__Goal__.
Reproduce verbatim the lines below from the one containing "Practice round — can you find the horse muzzle?" through the one containing "[74,148,125,185]", both included, and nothing else.

Dataset records

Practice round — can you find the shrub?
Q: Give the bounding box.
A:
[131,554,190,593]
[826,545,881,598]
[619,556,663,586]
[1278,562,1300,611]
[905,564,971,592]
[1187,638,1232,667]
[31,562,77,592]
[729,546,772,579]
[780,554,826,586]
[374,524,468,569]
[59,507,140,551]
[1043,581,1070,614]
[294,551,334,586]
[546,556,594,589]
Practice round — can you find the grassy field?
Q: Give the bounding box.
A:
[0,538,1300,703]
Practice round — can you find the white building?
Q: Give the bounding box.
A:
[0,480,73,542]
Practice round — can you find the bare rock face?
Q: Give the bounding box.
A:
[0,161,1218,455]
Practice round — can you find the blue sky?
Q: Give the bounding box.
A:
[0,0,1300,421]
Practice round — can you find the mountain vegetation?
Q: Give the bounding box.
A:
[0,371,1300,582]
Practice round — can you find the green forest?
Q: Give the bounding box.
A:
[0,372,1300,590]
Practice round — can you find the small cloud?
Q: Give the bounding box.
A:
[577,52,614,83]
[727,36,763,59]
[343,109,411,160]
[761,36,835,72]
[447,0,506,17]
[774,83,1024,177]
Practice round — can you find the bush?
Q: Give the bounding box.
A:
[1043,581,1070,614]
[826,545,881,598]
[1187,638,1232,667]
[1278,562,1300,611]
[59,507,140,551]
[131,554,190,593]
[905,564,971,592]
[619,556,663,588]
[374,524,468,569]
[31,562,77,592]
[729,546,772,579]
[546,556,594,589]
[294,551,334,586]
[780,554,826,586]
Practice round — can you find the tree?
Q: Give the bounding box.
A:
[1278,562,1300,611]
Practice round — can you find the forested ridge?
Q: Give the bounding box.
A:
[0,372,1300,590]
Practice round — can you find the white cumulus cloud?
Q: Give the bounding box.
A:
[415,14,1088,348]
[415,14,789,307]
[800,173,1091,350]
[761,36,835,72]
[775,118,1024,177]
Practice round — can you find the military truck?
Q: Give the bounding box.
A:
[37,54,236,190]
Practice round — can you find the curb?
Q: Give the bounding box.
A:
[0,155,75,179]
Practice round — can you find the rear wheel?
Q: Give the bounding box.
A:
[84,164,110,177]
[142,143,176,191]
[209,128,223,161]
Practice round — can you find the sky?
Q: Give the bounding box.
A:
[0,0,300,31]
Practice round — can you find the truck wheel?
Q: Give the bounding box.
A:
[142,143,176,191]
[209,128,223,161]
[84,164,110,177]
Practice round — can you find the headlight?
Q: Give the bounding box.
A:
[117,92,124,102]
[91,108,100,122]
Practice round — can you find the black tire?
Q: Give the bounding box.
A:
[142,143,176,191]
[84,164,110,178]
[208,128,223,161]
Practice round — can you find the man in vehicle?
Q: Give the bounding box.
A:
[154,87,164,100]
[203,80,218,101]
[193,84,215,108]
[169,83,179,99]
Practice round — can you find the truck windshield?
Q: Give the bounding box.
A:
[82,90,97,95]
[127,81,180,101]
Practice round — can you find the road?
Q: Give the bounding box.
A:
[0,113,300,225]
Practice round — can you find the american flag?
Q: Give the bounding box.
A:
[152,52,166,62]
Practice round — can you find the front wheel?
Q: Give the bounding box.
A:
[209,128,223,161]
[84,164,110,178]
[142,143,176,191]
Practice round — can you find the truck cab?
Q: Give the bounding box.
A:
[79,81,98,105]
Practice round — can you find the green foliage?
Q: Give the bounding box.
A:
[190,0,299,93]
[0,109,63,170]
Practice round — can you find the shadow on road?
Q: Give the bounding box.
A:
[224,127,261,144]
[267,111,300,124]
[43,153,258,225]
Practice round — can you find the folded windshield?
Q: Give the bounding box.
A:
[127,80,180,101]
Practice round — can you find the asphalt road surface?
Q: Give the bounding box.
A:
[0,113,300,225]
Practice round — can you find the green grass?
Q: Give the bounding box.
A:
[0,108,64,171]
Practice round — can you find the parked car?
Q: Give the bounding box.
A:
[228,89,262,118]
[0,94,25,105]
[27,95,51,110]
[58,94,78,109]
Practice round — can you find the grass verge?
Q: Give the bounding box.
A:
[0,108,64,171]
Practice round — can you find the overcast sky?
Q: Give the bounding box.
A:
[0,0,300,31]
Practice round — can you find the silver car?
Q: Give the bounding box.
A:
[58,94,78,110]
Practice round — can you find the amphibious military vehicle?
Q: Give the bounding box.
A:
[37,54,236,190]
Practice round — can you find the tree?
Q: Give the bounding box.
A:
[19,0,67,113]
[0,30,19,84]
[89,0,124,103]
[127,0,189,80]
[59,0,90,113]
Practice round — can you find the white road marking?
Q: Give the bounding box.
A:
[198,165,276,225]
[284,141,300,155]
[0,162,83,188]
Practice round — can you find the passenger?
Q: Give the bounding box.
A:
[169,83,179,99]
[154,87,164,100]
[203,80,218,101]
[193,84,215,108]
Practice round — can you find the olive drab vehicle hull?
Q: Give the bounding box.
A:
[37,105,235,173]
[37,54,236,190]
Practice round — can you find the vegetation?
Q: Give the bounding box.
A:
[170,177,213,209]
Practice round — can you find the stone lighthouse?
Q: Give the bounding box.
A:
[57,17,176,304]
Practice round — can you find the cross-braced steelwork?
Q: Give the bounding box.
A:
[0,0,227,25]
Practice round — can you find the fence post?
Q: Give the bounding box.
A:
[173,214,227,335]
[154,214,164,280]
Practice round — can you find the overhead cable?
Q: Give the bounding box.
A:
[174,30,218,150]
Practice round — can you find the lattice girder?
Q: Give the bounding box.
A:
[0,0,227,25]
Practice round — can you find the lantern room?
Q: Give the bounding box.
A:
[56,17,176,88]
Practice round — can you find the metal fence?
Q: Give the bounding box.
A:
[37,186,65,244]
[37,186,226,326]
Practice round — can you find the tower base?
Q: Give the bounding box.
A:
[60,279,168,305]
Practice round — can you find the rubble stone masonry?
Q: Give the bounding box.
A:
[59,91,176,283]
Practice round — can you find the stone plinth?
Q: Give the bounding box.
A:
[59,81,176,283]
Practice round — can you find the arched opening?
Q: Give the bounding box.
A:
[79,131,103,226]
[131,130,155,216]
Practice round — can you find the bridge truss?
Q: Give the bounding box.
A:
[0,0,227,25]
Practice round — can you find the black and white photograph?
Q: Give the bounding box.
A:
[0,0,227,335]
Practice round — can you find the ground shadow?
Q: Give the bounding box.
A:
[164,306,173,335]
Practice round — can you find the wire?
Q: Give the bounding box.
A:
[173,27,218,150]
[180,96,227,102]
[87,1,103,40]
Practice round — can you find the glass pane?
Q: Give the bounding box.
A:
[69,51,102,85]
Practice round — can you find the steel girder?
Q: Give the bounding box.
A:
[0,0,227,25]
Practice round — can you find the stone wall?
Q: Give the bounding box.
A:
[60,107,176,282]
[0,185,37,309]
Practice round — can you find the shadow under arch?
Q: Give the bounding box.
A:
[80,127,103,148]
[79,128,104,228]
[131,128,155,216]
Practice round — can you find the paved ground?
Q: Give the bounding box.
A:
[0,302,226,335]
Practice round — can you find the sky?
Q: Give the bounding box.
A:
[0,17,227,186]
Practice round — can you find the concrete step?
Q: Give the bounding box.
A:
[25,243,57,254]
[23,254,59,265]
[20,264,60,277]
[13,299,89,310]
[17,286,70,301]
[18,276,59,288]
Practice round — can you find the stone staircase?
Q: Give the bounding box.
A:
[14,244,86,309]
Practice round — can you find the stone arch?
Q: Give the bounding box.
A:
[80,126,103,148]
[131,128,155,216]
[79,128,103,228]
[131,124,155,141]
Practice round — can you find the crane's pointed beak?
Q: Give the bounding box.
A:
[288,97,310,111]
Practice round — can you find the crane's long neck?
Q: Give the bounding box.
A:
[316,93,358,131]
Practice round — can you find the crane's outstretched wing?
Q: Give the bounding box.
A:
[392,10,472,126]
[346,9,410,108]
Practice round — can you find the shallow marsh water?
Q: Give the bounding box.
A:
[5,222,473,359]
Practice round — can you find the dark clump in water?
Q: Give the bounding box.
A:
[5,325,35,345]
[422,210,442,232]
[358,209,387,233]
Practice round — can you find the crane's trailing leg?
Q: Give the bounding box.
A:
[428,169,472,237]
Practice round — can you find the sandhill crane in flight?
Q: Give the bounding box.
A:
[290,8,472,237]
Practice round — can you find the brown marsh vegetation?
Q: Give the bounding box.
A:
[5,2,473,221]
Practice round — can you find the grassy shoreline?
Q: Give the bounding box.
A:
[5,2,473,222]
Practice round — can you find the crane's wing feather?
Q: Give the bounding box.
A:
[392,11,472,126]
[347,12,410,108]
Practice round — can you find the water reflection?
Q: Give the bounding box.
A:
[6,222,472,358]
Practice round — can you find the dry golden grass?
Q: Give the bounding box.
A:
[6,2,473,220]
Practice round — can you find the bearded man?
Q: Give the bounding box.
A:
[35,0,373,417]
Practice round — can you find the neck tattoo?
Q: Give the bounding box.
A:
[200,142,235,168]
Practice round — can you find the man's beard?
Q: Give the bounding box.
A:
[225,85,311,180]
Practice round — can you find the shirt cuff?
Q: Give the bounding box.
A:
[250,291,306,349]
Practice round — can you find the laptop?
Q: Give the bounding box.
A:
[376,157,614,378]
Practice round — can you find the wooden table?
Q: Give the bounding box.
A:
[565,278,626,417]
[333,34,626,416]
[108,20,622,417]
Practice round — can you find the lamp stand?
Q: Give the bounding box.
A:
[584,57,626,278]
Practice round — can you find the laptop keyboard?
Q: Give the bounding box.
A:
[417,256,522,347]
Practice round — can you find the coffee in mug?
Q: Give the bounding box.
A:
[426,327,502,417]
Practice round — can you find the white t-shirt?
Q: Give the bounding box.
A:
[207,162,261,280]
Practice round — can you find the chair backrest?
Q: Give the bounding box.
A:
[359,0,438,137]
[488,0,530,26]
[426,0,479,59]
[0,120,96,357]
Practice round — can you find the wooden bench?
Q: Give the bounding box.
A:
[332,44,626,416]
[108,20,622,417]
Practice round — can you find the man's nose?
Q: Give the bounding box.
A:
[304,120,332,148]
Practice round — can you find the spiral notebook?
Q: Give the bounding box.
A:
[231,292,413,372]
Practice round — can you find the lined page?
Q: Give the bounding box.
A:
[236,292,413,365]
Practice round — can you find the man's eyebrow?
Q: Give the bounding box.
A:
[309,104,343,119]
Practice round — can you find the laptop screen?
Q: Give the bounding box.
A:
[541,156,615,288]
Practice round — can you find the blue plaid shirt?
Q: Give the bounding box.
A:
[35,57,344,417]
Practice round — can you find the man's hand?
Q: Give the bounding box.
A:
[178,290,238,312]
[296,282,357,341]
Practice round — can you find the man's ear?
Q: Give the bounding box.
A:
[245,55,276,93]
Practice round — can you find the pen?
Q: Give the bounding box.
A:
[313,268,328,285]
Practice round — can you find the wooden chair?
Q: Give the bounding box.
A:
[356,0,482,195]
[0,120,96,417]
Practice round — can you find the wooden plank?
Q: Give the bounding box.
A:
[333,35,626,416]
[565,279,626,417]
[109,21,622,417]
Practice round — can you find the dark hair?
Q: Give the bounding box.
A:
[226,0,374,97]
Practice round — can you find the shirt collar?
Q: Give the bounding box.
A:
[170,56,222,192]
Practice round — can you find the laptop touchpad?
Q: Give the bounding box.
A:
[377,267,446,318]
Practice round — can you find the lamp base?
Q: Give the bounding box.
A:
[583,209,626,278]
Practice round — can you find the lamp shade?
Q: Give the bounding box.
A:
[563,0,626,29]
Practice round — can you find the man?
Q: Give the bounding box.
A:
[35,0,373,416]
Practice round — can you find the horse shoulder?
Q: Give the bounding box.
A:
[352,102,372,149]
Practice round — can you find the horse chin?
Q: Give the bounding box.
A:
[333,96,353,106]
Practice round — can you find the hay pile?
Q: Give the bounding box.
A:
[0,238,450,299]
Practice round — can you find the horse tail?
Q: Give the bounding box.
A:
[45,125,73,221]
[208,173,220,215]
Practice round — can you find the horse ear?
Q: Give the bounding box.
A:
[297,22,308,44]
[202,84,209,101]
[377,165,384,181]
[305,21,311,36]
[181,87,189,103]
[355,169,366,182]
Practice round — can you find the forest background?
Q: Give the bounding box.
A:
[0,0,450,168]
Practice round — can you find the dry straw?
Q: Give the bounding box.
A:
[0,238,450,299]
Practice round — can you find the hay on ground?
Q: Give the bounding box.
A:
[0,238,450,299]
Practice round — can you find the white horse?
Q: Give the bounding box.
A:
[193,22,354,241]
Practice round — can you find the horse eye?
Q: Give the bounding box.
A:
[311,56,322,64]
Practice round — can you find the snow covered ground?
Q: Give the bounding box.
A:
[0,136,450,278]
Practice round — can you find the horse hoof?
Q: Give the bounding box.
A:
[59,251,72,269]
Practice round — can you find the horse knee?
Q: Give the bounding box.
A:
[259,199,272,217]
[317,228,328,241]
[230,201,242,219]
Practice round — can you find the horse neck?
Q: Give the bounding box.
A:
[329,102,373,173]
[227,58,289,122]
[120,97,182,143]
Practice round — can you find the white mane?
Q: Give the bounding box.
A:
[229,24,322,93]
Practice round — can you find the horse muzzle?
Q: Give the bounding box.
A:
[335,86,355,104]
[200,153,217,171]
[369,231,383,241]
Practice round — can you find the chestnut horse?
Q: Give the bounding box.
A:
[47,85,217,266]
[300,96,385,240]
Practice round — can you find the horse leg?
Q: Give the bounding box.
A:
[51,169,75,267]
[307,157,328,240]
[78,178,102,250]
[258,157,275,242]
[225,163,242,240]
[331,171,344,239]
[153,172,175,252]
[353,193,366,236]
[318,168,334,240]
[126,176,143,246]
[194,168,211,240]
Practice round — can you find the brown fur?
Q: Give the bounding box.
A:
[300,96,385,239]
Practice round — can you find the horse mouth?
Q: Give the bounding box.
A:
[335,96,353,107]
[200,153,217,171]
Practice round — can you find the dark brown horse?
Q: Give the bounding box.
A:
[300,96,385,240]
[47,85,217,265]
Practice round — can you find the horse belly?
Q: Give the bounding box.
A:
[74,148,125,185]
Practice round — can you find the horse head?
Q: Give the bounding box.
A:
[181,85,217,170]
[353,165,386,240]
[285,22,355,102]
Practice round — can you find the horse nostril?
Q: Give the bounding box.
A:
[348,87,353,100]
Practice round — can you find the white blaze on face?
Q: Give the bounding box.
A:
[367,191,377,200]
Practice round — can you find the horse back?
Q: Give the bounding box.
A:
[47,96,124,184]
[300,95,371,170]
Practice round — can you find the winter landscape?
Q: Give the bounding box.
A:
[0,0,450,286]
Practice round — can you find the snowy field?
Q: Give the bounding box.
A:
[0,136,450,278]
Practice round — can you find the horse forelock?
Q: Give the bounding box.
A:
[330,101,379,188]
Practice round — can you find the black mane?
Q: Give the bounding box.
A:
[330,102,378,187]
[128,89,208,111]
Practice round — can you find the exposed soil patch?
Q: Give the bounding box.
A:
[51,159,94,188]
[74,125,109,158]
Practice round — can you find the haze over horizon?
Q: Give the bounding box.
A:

__Result of this task__.
Practice round — can you find the horse muzzle?
Q: Give the bounding box.
A:
[335,86,355,104]
[200,153,217,171]
[369,231,383,241]
Practice round — can you find the chestnut horse?
Q: Give the bounding box.
A:
[47,85,217,266]
[300,96,385,240]
Practice round — can you find the horse leg?
Q: Give the bounding box.
A:
[51,169,75,267]
[307,157,328,240]
[78,178,102,250]
[258,157,275,242]
[225,163,242,240]
[331,171,344,239]
[153,172,175,252]
[353,193,366,236]
[318,168,334,240]
[126,176,143,246]
[194,168,211,240]
Practice round — can you find the brown fur?
Q: Give the bounding box.
A:
[300,96,385,239]
Practice round — can you find the horse mouth?
Q: Give the bounding box.
A:
[335,96,353,107]
[200,153,217,171]
Practice round — can you find the dark brown horse?
Q: Give the bounding box.
A:
[300,96,385,240]
[47,85,217,265]
Practice round — can you find the horse belly?
Q: Give the bounding box.
A:
[74,148,125,185]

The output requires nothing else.